SET OF TASKS:
a. In the Bank of Ghana rate article, reproduce everything from "The economic analysts" down to "of its meeting.".
b. Answer these questions from the Bank of Ghana rate article:
(i) At what level do the two analysts expect the committee to hold the policy rate?
(ii) Between which dates did the committee meet?
(iii) What levy on the gross profits of banks is among the new taxes?
c. In the Bank of Ghana rate article, rewrite the paragraph beginning "Among other things, the budget aims" as a bulleted list.

STUDY TEXT:
**********

MPC preview: Tax hikes make rate-hold necessary
Some experts have expressed confidence that the Bank of Ghana (BoG) will leave its benchmark rate, the policy rate, unchanged to help dampen the inflationary pressures that the new tax policies portend.
The economic analysts told the Daily Graphic in separate interviews yesterday that although a rate cut would be a great booster to growth, the risks to inflation at the moment is of more concern to the central bank.
Consequently, a Researcher with the Institute for Fiscal Studies (IFS), Mr Leslie Dwight Mensah, and an Economic Analyst with Databank Financial Services, Mr Courage Kwesi Boti said they expected the Monetary Policy Committee (MPC) of
BoG to hold the rate at 14.5 per cent, when the bank released a press statement today to communicate the outcome of its meeting.
The seven-member committee, chaired by the Governor of BoG, Dr Ernest Addison, met between March 17 and March 19 to review economic activities since its last meeting in January, and to set a policy rate to guide monetary operations in the next quarter.
The review meeting came barely a week after the government presented its first full-year budget statement to Parliament since the onslaught of the COVID-19 pandemic in March last year and its re-election in December last year.
Among other things, the budget aims to reduce the fiscal deficit from 11.7 per cent of gross domestic product (GDP) in 2020 to 9.5 per cent of GDP this year, grow the economy by five per cent, slowdown the rate of debt accumulation and expand revenues by almost 34 per cent through a mixture of new tax measures and improved compliance and administration.
The new taxes included a five per cent levy on the gross profits of banks, increments in the value added tax (VAT) and the Energy Sector Levies.
In the preview interview ahead of the MPC decision, Messr Mensah and Boti said the new tax policies had elevated the risk to inflation so high that the bank would have to respond through its benchmark rate.
In addition to the pressure from the tax measures on inflation, Mr Mensah said he expected BoG to adopt a caution approach to government’s intention to rein in the deficit as announced in the budget.
“The fiscal situation at the moment is a risk to the economy and I think the bank will be cautious of that,” the researcher with the fiscal policy institute said.
He explained that the fiscal consolidation efforts announced in the budget were anchored more on revenue increments, with expenditures set to remain strong.
He said that, among other things, meant the budget execution could suffer challenges that would have adverse effects on inflation; hence, the need for the central bank to be cautious.
On growth, he said all indicators showed that the “economy was healing” on its own and a policy rate cut would only be an additional support and not a necessity.
Mr Boti said he expected the bank to be more aligned to its traditional role, which was price stability when it announced a rate decision today.
“We need to grow, yes but growth is already taking place. I expect them to be more included to their primary objective, which is price stability.
“Any cut in the rate will run counter to that role and I do not expect them to go that line,” he said.

**********

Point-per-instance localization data
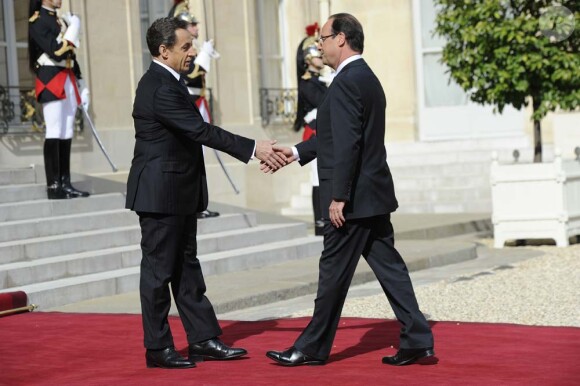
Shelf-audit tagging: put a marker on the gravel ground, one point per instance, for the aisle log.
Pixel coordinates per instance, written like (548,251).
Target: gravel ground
(541,291)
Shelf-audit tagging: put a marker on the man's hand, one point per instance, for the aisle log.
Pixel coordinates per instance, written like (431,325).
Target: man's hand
(84,93)
(284,151)
(272,159)
(335,211)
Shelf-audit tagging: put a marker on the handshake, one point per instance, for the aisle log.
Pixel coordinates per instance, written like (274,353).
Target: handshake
(273,157)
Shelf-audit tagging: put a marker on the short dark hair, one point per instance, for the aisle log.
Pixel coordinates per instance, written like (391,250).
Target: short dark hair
(162,31)
(351,28)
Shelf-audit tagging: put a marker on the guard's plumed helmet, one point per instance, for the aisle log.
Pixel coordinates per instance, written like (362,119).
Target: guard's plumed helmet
(181,11)
(310,48)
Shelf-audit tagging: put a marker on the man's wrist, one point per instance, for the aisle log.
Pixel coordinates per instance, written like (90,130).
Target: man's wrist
(295,153)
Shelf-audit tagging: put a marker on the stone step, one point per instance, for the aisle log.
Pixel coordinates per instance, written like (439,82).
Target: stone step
(301,202)
(413,183)
(45,208)
(74,289)
(17,176)
(72,243)
(25,192)
(289,211)
(239,290)
(66,244)
(50,226)
(440,170)
(481,206)
(444,195)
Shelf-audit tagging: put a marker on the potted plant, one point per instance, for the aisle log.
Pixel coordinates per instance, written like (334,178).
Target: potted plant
(516,52)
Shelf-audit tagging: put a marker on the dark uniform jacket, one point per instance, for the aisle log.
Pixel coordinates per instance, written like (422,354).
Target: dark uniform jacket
(168,173)
(349,145)
(46,30)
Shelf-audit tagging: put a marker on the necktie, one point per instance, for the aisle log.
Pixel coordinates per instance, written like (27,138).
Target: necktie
(182,82)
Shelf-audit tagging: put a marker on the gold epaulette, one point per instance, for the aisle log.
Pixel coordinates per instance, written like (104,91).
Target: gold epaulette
(33,18)
(65,47)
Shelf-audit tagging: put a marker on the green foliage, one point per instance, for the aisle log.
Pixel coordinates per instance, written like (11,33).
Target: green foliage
(501,52)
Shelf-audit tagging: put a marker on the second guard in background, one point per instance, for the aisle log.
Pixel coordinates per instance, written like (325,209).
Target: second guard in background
(59,88)
(311,91)
(195,78)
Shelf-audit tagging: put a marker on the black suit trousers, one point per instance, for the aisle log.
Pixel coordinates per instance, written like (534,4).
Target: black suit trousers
(169,249)
(373,239)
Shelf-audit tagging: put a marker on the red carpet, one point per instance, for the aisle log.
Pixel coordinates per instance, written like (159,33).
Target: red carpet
(102,349)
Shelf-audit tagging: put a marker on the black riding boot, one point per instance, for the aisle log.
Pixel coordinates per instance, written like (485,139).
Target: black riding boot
(54,190)
(65,145)
(318,223)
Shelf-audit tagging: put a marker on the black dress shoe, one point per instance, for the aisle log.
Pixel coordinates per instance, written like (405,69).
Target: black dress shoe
(207,214)
(167,358)
(214,349)
(407,356)
(293,357)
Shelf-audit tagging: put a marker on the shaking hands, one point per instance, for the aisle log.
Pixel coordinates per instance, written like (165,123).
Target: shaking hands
(272,157)
(277,152)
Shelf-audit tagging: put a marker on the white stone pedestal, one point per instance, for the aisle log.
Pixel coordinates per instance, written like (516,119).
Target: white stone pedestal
(535,200)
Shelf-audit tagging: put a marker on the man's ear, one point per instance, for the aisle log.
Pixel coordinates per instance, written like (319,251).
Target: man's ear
(163,51)
(341,39)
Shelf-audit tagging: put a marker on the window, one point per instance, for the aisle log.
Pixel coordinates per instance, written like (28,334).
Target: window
(150,10)
(273,71)
(444,109)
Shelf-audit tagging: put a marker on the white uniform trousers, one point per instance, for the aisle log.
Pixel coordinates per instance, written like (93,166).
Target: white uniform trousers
(59,115)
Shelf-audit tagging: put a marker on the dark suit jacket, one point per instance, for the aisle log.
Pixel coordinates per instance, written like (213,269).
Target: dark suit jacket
(168,173)
(349,145)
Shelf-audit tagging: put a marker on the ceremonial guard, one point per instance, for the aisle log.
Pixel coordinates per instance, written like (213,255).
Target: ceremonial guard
(195,78)
(59,88)
(311,91)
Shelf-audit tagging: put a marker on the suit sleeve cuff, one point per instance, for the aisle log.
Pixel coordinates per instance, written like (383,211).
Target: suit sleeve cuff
(295,153)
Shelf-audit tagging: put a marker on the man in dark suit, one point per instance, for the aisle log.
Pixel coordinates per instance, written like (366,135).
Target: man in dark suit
(357,196)
(167,187)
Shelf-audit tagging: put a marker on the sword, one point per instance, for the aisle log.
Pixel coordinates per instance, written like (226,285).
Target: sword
(94,130)
(217,155)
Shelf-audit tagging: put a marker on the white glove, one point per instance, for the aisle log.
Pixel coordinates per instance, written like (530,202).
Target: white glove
(66,17)
(73,30)
(209,49)
(85,94)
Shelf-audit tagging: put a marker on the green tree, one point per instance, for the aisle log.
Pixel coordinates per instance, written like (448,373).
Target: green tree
(506,52)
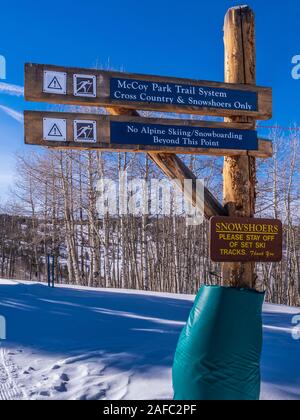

**********

ANSWERS BY TASK:
a.
The economic analysts told the Daily Graphic in separate interviews yesterday that although a rate cut would be a great booster to growth, the risks to inflation at the moment is of more concern to the central bank.
Consequently, a Researcher with the Institute for Fiscal Studies (IFS), Mr Leslie Dwight Mensah, and an Economic Analyst with Databank Financial Services, Mr Courage Kwesi Boti said they expected the Monetary Policy Committee (MPC) of
BoG to hold the rate at 14.5 per cent, when the bank released a press statement today to communicate the outcome of its meeting.

b.
(i) 14.5 percent
(ii) March 17 and March 19
(iii) A five percent levy

c.
The budget aims to:
- reduce the fiscal deficit from 11.7 percent of GDP in 2020 to 9.5 percent of GDP this year
- grow the economy by five percent
- slow down the rate of debt accumulation
- expand revenues by almost 34 percent through new tax measures and improved compliance and administration